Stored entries

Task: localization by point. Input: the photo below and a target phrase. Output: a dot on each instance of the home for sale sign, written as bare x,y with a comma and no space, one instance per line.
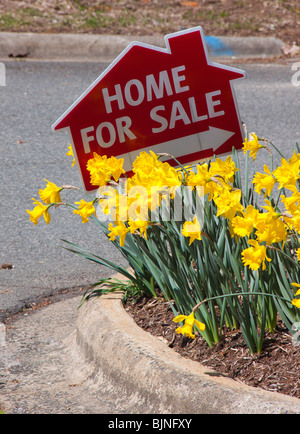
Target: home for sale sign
170,100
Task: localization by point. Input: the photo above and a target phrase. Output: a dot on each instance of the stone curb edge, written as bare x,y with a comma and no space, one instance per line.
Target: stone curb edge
86,47
144,368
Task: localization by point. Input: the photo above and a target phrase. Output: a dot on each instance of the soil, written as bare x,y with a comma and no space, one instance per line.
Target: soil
276,369
279,18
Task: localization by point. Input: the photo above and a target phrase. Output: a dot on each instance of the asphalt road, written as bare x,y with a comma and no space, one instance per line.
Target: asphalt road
35,95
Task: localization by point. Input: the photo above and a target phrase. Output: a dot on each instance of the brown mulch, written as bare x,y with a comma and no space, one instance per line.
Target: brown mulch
147,17
276,369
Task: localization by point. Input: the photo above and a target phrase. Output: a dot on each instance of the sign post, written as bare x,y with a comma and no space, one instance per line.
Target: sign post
169,100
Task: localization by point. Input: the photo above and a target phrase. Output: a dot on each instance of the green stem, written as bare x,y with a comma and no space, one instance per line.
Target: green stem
235,294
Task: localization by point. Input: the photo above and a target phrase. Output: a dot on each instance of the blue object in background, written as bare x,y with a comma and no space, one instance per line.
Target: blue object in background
217,46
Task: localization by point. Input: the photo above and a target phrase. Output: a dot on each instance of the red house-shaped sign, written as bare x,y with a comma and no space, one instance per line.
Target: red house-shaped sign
172,100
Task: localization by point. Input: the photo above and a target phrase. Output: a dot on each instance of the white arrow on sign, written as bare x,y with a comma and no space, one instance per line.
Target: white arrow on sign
211,138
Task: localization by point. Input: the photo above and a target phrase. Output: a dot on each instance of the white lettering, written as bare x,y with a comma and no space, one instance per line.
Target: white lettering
157,118
211,104
177,79
177,107
193,109
140,90
123,125
87,139
117,97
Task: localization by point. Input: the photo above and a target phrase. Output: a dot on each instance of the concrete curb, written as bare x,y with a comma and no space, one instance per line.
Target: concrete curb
146,370
86,47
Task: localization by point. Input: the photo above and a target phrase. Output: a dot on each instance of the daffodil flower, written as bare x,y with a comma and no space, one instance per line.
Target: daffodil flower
119,230
70,153
252,145
189,322
192,230
255,255
85,210
296,301
39,211
51,193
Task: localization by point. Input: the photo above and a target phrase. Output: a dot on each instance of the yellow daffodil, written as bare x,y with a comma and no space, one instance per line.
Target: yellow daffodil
85,210
102,169
264,181
243,226
145,163
50,194
200,178
296,301
255,255
114,166
228,203
189,322
70,153
119,230
139,225
287,174
252,145
226,169
39,211
192,230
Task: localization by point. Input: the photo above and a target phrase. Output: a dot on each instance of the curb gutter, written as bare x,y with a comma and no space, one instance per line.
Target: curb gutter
143,368
86,47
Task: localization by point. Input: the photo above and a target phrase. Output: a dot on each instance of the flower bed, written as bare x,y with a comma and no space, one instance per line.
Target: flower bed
223,261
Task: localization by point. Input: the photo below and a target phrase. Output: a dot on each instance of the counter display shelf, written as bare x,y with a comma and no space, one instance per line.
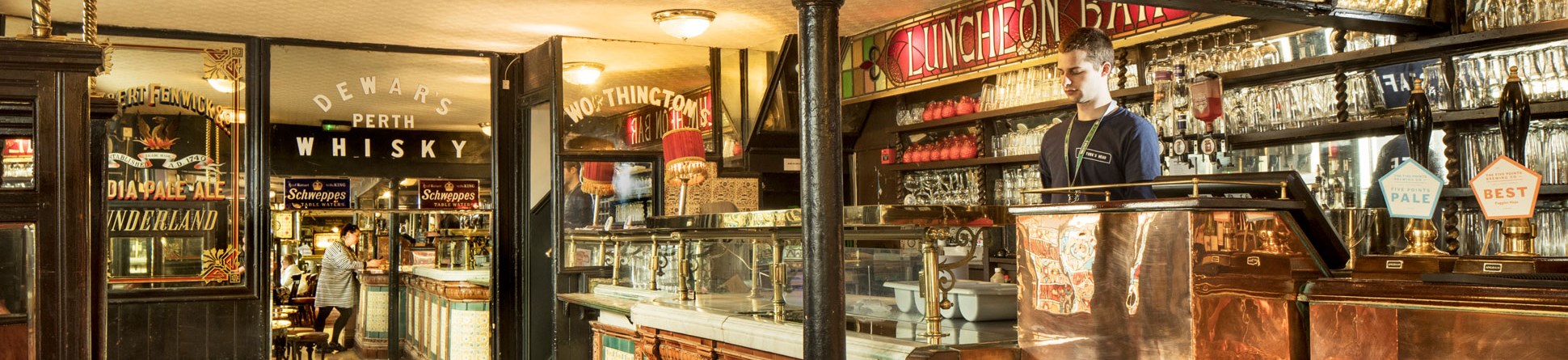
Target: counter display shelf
734,278
444,315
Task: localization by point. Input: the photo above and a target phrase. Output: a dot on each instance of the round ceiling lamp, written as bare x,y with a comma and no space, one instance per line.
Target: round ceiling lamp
225,85
582,73
684,23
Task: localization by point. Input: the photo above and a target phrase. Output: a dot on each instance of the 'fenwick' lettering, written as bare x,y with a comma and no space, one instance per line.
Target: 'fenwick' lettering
443,193
310,195
395,148
165,191
162,221
693,108
992,32
367,85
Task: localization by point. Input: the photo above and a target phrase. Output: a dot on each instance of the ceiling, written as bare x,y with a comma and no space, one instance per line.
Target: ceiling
496,26
627,63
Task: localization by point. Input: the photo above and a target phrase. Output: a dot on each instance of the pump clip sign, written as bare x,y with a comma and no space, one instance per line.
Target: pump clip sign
977,35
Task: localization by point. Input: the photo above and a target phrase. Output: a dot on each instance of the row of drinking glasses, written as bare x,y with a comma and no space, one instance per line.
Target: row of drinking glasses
1543,151
1297,104
1197,55
1022,87
1359,40
1481,236
1010,188
949,186
1416,8
1490,15
1541,71
1019,142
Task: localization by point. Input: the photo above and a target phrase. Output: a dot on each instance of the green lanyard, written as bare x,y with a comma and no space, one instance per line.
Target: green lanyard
1089,138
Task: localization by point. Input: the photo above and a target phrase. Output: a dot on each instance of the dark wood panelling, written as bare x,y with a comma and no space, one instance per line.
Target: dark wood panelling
173,331
13,349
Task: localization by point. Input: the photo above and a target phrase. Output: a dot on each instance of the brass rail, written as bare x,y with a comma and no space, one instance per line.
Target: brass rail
1195,183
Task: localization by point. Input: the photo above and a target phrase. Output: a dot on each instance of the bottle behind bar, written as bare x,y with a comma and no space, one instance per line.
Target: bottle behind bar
1418,125
1514,116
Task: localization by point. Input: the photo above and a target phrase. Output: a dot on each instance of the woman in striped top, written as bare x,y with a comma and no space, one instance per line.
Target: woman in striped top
338,286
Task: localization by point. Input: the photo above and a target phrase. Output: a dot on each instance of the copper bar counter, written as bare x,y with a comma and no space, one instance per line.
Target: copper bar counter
728,285
1169,278
444,313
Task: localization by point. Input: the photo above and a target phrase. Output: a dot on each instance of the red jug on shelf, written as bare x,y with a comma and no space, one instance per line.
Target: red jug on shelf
967,106
969,148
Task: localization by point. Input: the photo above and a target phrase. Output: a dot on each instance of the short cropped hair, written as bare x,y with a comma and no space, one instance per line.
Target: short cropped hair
1092,41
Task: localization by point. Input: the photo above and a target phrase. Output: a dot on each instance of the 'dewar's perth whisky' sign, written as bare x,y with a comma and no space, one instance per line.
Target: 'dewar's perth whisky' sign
315,193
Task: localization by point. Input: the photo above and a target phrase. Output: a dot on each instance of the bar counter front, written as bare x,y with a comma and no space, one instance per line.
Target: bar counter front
1222,266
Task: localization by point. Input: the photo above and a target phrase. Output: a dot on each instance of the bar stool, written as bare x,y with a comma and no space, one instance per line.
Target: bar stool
292,340
314,341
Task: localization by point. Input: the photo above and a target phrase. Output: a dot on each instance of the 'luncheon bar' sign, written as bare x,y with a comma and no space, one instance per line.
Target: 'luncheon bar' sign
977,35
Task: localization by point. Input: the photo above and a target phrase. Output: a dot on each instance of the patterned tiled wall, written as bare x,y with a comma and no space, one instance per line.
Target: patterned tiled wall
739,191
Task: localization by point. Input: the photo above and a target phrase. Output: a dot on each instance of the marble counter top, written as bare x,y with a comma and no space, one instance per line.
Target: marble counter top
452,276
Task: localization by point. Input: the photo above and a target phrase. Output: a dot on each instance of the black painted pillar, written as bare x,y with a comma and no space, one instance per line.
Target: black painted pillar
822,176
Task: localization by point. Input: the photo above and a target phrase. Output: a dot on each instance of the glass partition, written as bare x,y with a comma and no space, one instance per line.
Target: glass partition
176,158
16,276
625,95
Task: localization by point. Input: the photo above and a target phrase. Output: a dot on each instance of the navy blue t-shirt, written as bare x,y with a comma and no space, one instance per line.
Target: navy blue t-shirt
1124,150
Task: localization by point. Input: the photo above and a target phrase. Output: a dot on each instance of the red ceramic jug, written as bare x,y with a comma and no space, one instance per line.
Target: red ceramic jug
967,106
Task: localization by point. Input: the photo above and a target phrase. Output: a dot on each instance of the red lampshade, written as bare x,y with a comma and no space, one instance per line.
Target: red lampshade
600,178
684,156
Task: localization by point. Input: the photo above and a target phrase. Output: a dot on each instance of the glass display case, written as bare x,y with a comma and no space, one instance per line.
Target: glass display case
748,266
16,273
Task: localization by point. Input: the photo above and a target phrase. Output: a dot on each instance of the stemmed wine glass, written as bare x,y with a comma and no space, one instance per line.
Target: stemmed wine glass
1249,57
1156,63
1267,54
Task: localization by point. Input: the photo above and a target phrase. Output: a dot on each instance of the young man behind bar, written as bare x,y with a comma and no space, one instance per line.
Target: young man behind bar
1122,146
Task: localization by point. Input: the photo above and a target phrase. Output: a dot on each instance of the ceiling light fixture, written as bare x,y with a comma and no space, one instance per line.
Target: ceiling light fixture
225,85
582,73
684,23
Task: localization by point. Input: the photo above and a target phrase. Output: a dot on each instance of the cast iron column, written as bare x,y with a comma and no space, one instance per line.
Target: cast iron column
822,178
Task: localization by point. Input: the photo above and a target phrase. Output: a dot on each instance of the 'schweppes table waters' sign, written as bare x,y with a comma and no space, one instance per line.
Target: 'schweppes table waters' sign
979,35
443,193
308,150
315,193
1410,191
1507,189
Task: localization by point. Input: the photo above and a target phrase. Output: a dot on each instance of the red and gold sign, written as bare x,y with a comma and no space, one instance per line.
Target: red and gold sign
979,35
18,146
684,156
600,178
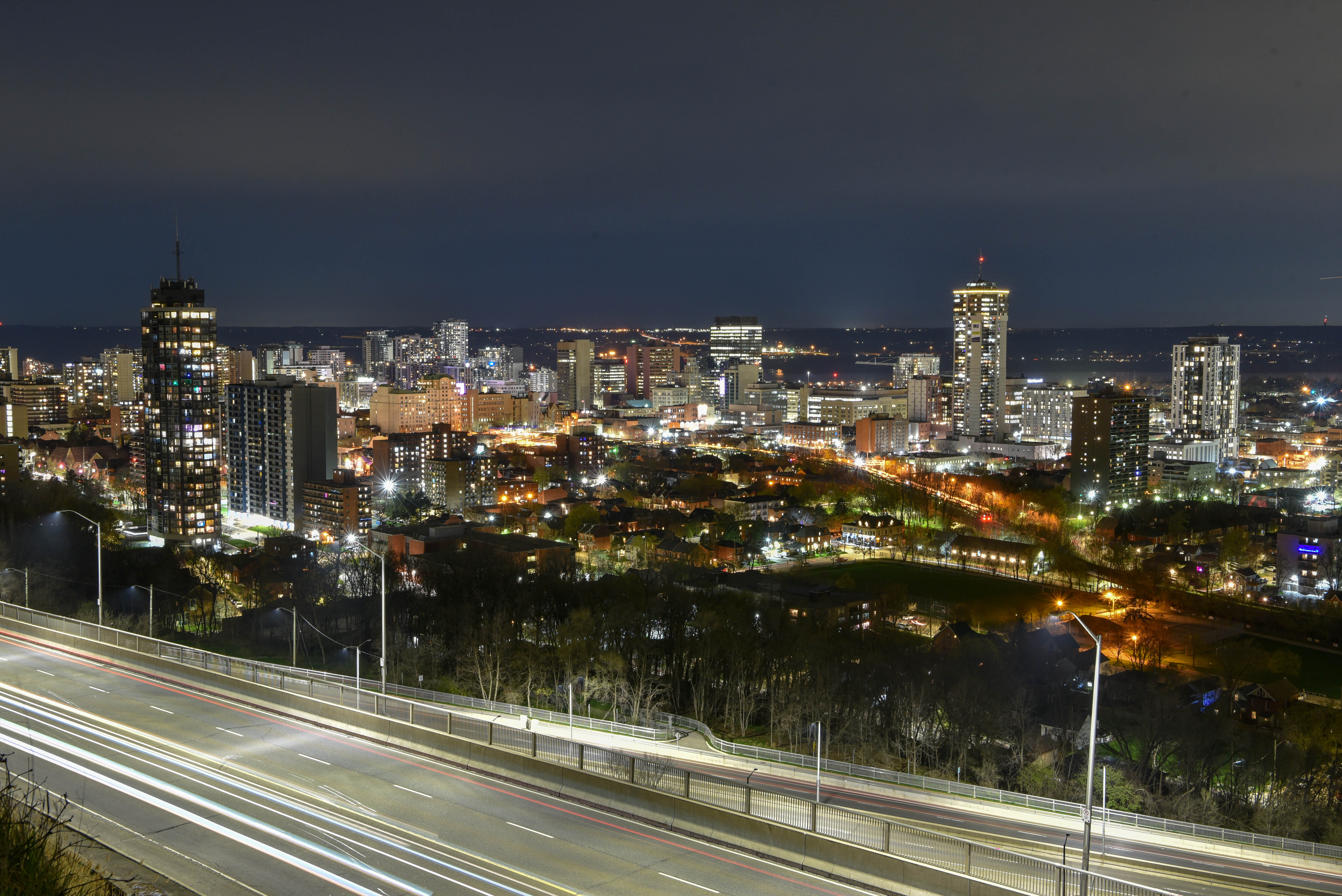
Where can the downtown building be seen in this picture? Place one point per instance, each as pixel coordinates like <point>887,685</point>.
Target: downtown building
<point>575,373</point>
<point>1206,392</point>
<point>1110,455</point>
<point>454,341</point>
<point>979,356</point>
<point>281,435</point>
<point>736,340</point>
<point>1047,412</point>
<point>182,439</point>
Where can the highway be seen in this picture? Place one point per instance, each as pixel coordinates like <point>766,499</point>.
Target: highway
<point>230,800</point>
<point>1042,836</point>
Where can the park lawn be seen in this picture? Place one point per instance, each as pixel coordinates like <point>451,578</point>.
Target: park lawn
<point>1320,673</point>
<point>991,600</point>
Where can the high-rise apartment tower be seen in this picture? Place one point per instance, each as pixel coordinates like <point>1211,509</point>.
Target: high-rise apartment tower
<point>1206,392</point>
<point>979,395</point>
<point>736,340</point>
<point>454,341</point>
<point>182,414</point>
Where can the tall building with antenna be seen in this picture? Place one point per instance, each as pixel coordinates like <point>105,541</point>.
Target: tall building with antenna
<point>979,356</point>
<point>182,414</point>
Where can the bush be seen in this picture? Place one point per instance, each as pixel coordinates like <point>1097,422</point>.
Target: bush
<point>37,856</point>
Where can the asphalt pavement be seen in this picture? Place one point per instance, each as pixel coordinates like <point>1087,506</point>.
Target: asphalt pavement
<point>226,799</point>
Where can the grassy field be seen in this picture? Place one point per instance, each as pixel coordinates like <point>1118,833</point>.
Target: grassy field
<point>1320,673</point>
<point>988,600</point>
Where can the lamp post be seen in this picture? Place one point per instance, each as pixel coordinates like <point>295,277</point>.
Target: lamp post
<point>1090,764</point>
<point>354,541</point>
<point>99,546</point>
<point>25,571</point>
<point>151,589</point>
<point>293,642</point>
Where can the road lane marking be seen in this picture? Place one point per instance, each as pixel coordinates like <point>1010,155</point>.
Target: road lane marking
<point>533,831</point>
<point>686,882</point>
<point>408,791</point>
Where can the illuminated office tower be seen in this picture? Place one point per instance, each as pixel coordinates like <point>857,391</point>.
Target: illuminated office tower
<point>979,392</point>
<point>454,341</point>
<point>736,340</point>
<point>182,414</point>
<point>574,365</point>
<point>378,353</point>
<point>916,365</point>
<point>1206,392</point>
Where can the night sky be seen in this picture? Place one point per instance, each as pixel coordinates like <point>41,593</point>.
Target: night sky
<point>830,164</point>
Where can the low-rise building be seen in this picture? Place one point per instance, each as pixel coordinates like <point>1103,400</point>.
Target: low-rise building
<point>811,435</point>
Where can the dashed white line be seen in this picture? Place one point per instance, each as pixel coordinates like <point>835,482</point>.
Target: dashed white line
<point>686,882</point>
<point>415,792</point>
<point>533,831</point>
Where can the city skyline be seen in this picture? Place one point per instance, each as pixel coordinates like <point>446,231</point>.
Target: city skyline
<point>623,167</point>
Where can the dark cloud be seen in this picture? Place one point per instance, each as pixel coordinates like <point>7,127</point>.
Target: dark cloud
<point>818,164</point>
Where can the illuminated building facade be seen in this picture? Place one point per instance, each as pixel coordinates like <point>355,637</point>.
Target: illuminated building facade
<point>1047,412</point>
<point>736,340</point>
<point>979,395</point>
<point>916,365</point>
<point>575,375</point>
<point>454,341</point>
<point>182,414</point>
<point>281,435</point>
<point>1206,391</point>
<point>1110,463</point>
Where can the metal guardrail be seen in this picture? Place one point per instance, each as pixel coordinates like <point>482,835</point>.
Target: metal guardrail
<point>254,671</point>
<point>1027,875</point>
<point>340,689</point>
<point>1009,797</point>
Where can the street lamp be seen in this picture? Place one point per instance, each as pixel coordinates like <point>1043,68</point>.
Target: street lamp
<point>354,541</point>
<point>99,546</point>
<point>1090,764</point>
<point>25,571</point>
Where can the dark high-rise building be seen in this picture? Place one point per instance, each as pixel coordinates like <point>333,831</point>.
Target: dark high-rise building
<point>281,435</point>
<point>182,414</point>
<point>1110,435</point>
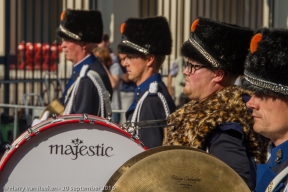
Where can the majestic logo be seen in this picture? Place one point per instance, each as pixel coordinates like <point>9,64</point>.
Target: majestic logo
<point>82,150</point>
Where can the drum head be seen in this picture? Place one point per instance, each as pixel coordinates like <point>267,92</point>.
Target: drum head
<point>179,170</point>
<point>68,153</point>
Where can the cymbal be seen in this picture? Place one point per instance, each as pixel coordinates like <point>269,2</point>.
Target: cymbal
<point>177,169</point>
<point>121,170</point>
<point>55,107</point>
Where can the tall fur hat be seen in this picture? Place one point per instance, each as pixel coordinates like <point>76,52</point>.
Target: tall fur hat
<point>146,36</point>
<point>266,66</point>
<point>218,44</point>
<point>81,25</point>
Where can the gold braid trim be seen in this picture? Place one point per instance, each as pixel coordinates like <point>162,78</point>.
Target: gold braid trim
<point>195,120</point>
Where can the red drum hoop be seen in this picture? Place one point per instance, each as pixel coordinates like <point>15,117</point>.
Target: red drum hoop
<point>49,153</point>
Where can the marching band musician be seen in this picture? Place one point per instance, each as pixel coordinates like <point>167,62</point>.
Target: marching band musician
<point>145,43</point>
<point>216,119</point>
<point>265,74</point>
<point>79,37</point>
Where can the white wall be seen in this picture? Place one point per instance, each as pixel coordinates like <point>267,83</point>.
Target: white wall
<point>281,14</point>
<point>114,13</point>
<point>2,27</point>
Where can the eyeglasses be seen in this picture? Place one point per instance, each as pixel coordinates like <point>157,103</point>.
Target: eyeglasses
<point>192,68</point>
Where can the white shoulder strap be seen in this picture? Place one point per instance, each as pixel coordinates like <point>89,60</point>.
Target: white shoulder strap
<point>104,96</point>
<point>153,88</point>
<point>273,184</point>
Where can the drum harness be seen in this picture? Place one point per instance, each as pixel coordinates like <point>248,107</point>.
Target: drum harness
<point>104,95</point>
<point>134,125</point>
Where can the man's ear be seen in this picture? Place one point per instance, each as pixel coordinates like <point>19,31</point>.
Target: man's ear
<point>218,75</point>
<point>150,60</point>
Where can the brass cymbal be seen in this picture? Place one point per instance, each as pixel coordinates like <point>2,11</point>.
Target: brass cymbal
<point>55,107</point>
<point>179,170</point>
<point>121,170</point>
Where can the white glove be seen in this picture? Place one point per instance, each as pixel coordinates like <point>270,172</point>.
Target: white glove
<point>44,117</point>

**Exercise description**
Copy out again, word for word, every line above from the one containing "Where can the eyeglasses" down to the one containing "<point>134,125</point>", both of those lines included.

**Output of the task**
Where can the eyeglasses be seen in this picture? Place one point per instance, each as pixel coordinates like <point>157,103</point>.
Target: eyeglasses
<point>192,68</point>
Where can the white shoulder strap be seen in this picture? Place one point per instance, each as pixel coordinates like <point>89,60</point>.
Target: white shoulder strap
<point>104,96</point>
<point>153,88</point>
<point>273,184</point>
Where can the drum harness be seen in this picture? Place one point per instance, each as pixel coordinates like <point>248,107</point>.
Target: drum harness
<point>104,95</point>
<point>134,125</point>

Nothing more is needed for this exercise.